> WORK TO COMPLETE
The listing beneath should be written out in full, exactly as shown.

##### INPUT MATERIAL #####

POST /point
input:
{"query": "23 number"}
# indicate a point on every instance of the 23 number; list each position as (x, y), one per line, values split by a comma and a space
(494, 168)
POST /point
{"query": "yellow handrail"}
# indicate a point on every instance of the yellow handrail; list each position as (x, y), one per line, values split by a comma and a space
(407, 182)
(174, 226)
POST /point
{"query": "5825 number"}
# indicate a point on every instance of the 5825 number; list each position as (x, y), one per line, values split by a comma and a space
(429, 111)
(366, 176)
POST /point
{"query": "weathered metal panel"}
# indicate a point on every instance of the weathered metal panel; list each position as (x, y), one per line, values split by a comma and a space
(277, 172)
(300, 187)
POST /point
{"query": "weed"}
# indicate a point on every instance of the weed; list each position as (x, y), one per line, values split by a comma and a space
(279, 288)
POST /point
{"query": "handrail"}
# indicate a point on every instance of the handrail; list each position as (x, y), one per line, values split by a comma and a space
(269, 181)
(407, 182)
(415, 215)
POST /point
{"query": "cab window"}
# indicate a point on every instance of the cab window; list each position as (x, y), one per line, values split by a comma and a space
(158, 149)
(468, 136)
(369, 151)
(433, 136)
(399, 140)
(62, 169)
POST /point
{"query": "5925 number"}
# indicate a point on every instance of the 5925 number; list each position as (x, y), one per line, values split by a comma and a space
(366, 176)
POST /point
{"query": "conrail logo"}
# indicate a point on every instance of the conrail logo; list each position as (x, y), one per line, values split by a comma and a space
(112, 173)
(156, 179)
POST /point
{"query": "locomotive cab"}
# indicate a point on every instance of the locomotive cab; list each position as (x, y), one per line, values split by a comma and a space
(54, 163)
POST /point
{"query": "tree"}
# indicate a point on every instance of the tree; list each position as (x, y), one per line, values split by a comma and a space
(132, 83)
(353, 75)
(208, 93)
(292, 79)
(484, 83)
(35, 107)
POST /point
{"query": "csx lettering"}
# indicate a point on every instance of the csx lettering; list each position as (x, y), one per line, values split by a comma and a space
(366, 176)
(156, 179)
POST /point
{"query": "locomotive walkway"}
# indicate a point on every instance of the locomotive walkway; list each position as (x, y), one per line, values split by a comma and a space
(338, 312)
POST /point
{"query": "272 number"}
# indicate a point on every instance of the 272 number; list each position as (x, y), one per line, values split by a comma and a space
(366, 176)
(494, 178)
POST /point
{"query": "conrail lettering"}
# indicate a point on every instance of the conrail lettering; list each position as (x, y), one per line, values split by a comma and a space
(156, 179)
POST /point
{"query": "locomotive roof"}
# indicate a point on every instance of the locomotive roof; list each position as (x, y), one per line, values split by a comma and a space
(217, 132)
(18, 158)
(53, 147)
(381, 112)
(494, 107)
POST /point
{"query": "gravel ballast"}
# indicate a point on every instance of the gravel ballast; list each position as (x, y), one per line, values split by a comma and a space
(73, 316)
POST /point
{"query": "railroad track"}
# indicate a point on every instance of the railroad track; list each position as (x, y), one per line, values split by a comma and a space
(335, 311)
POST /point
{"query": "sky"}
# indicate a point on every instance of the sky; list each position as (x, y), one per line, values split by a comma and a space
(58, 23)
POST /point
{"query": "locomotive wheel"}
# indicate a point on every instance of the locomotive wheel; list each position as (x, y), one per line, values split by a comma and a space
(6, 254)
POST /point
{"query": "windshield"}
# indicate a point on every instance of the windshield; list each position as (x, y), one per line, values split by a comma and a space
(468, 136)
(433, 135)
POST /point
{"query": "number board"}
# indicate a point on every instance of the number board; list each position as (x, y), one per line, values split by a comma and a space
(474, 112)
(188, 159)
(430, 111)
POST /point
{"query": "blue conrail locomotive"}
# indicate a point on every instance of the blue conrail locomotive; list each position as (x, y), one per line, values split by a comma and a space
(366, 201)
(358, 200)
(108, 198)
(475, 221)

#####

> RESPONSE TO THIS TASK
POST /point
input:
{"query": "23 number"}
# indicate a point on every instance of the 23 number; list each position as (x, y), one per line, values split by a comma and a space
(494, 168)
POST /point
{"query": "yellow handrail"}
# indicate a point on every instance of the yellow handrail; list each position as (x, y), one per line, values split by a comma and a space
(407, 182)
(174, 226)
POST /point
{"query": "5825 number"}
# indicate a point on every instance of the 5825 number; list each position as (x, y), one per line, values split by a comma and a space
(429, 111)
(366, 176)
POST /point
{"query": "weathered metal panel"}
# indicate a point on every instance of the weathered metal panel; list each position as (x, y), one per line, values split by a comma and a space
(277, 172)
(300, 187)
POST /point
{"query": "weed"}
# indicate a point on every instance of the weed; list each position as (x, y), one per line, values split by a comma and a space
(279, 288)
POST /point
{"query": "handrail"}
# indicate a point on every instance of the handrail; list each position as (x, y), one per line, values split by a comma and a space
(269, 181)
(407, 182)
(415, 215)
POST /point
{"query": "cab window"}
# indicate a point on every instance of the cab window; list each position as (x, y), one per line, values split by a comma and a space
(158, 149)
(468, 136)
(369, 151)
(433, 136)
(399, 140)
(62, 169)
POST /point
{"query": "5925 number"}
# indicate a point on every instance of the 5925 number; list each position as (x, y), one per line, values split by a comma and a space
(366, 176)
POST /point
{"query": "conrail logo"}
# indicate a point on every instance of the conrail logo; list each position as (x, y), one per line, values split by a comma and a space
(112, 173)
(156, 179)
POST /point
{"query": "locomotive cab"}
# indicate a point on every instance of the locomotive cab; list each position as (x, y), one per line, values split by a comma and a space
(54, 163)
POST /point
{"query": "tree"}
# indicate a point on every instance of the tree; list each position as (x, y), one per line, values split by a comma and a space
(132, 83)
(353, 75)
(208, 93)
(292, 79)
(484, 83)
(35, 107)
POST /point
{"query": "csx lettering"}
# indicate a point on every instance of the csx lettering; list each position as (x, y), one per line, values split by a comma and a space
(366, 176)
(156, 179)
POST /point
{"query": "locomotive walkway"}
# indicate a point on every instance of the locomotive walkway; list each position as (x, y), one per line, values split by a comma and a space
(338, 312)
POST /point
{"query": "272 number"}
# indicate a point on every instance of the 272 number; list each position as (x, y), one per line, values split by a comma and a space
(366, 176)
(494, 178)
POST /point
{"query": "conrail lettering"}
# indicate a point on every instance of the conrail lettering; list each position as (x, y), one per line, values split by a comma and a space
(156, 179)
POST /point
{"query": "locomotive roof"}
# indicate a point on every instance of the locomotive roof; list each position as (x, y), one per line, values split by a comma and a space
(217, 132)
(18, 158)
(53, 147)
(381, 112)
(494, 107)
POST /point
{"query": "gravel ballast"}
# indicate a point on every instance of the gravel ballast; list each position as (x, y), one per line, values split by a comma and a space
(73, 316)
POST /point
{"query": "railroad track"}
# indicate a point on every instance of the railroad track; list each position as (x, y), one per line, values split by a comma and a space
(335, 311)
POST /point
{"query": "sky"}
# indicate a point on every instance of the sky; list each position as (x, y), one per line, values split by a comma and a space
(58, 23)
POST /point
{"query": "locomotive wheel"}
# indicate a point on every instance of the locomotive wheel; list each position as (x, y), one per line, values split by a comma and a space
(6, 254)
POST /point
{"query": "windshield"}
# indicate a point on every instance of the windshield; list each position as (x, y), one per line, values split by a comma and a space
(468, 136)
(433, 135)
POST /point
{"query": "number board"}
# indicate a point on every instance of the number board; list each position as (x, y), one per line, values split by a comma and a space
(474, 112)
(188, 159)
(430, 111)
POST /point
{"query": "blue conrail locomotive"}
# indicate a point on every instance of the blue conrail locomotive; list each position as (x, y), one per line, values split by a comma and a space
(366, 201)
(358, 200)
(108, 198)
(475, 221)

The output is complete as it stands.